# EXCERPTED PASSAGE
◆ ◆ ◆ ◆

The Medicaid Scam

Advocates of single-payer health care have often oversimplified the issue and suggested that we should "just make Medicare available to everyone."  Bad idea.  Medicare is basically an honor system.  Even Wikipedia states this in its definition of Medicare fraud:

The Medicare program is a target for fraud because it is based on the "honor system" of billing. It was originally set-up to help honest doctors who helped the needy with medical services.

If I claim to have sent wheelchairs to five people because that is my business at 123 ABC street, then I will get a check in the mail.  All I have to do is show an invoice in the form they expect, and I am doing nothing but going to the bank and making withdrawals.

This has been known for a long time.  Medicare needs cleaning up just to stay where it is, let alone expand it to more recipients.  Are we cleaning this up?  Apart from the occasional flashy indictment, there is no sustained effort.

I wish I had a contract with the federal government to be paid one half of one percent of what I could save for them if I found instances of fraud.  The first thing I would do is go on Google Earth and see if the addresses of vendors existed, or if they were empty lots.  Next I would cross-check addresses and see if checks were being sent to different vendors at the same addresses.  Then I would just phone a few people -- "Excuse me, Mrs. Smith, did you get a wheelchair from Whatzis Enterprises?"  Even with cursory spot-checking, I would be in the chips before the day was out.

Clearly, expanding Medicare down to younger recipients is not the answer, but our government has a different idea: bring Medicaid up.  Medicaid is welfare insurance, and it stinks.  Doctors are paid less to provide the same services as they otherwise do.  As this is a democracy and doctors get to say no, many won't take Medicaid patients.

The worst thing to do is to "expand Medicaid."  The government offered a sweetener to states to subsidize part of the new Medicaid load for a while if they expanded the program to cover people whose income is four times the poverty level rather than one time the poverty level.  The feds are nudging us toward thinking of Medicaid as "Medicare for the young."

Talk about your Trojan horses.

Many states were already frantically cutting Medicaid benefits to save money, making it even more unattractive to providers.  The following list points out a few of the things that were done this summer.

-Illinois cut enrollees to four prescriptions a month; imposed a copay for prescriptions for non-pregnant adults; raised eligibility to eliminate more than 25,000 adults and eliminated non-emergency dental care for adults.

-Alabama cut pay for doctors and dentists 10 percent and eliminated coverage for eyeglasses.

-Florida cut funding to hospitals that treat Medicaid patients by 5.6 percent - following a 12.5 percent cut a year ago. The state is also seeking permission to limit non-pregnant adults to two primary care visits a month unless they are pregnant, and to cap emergency room coverage at six visits a year.

-California added a $15 fee for those who go to the emergency room for routine care and cut reimbursements to private hospitals by $150 million.

-Wisconsin added or increased monthly premiums for most non-pregnant adults with incomes above $14,856 for an individual.

The first thing the ObamaCare website does is check if you qualify for Medicaid.  If you do, you get a message saying, "Congratulations: you have been enrolled in Medicaid."  Then you have no premiums -- just free health insurance.  If you do not want welfare health care, too bad.  It is unclear whether a mechanism for getting off the program even exists.

This is a slam-dunk for the administration.  No subsidies, no dealing with testy carriers -- just push as many applicants as possible back onto the states.  Later, just pull the subsidies and call it a cost-saving, deficit-reducing brilliant idea.

◆ ◆ ◆ ◆

[Extracted data entries]
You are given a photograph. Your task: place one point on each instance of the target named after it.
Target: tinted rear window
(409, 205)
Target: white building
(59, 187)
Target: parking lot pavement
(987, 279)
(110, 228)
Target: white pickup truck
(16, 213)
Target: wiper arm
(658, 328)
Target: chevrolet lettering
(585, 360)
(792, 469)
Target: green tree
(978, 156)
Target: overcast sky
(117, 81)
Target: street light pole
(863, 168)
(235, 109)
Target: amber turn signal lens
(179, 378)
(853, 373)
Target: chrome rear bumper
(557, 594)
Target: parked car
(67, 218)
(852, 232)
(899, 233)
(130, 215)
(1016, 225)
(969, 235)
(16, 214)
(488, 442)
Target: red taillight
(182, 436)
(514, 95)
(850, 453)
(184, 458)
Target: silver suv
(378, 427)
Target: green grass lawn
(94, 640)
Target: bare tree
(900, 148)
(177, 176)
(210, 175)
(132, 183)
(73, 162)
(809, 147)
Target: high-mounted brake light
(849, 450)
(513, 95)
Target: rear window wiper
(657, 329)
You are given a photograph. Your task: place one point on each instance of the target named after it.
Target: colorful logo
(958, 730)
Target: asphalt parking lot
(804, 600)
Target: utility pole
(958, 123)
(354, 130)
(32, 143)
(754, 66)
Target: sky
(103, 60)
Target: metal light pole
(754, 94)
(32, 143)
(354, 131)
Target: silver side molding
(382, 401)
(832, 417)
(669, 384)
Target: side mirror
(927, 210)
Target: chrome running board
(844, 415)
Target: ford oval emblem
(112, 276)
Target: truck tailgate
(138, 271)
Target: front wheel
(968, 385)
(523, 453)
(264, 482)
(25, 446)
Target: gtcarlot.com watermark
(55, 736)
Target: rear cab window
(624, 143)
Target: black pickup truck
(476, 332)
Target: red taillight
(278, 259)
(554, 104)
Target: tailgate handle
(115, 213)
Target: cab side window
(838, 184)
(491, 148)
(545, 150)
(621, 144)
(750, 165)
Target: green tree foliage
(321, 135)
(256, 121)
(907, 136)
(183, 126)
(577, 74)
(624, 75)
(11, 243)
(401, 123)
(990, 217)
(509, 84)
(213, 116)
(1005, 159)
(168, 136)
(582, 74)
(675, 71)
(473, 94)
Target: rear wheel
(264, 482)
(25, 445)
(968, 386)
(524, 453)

◆ ◆ ◆ ◆

# PROBLEMS TO SOLVE
a) In the Medicaid article, rewrite the part that opens with the words containing "The first thing the" and closes with "program even exists.", swapping "welfare health care" for "government-run coverage".
b) Explain why, according to the Medicaid article, many doctors won't take Medicaid patients.
The records are separate material and are not part of the Medicaid article.

# SOLUTIONS TO THE EXERCISE
a)
The first thing the ObamaCare website does is check if you qualify for Medicaid.  If you do, you get a message saying, "Congratulations: you have been enrolled in Medicaid."  Then you have no premiums -- just free health insurance.  If you do not want government-run coverage, too bad.  It is unclear whether a mechanism for getting off the program even exists.

b) Medicaid pays doctors less for the same services they otherwise provide. Because doctors are free to say no, many decline Medicaid patients.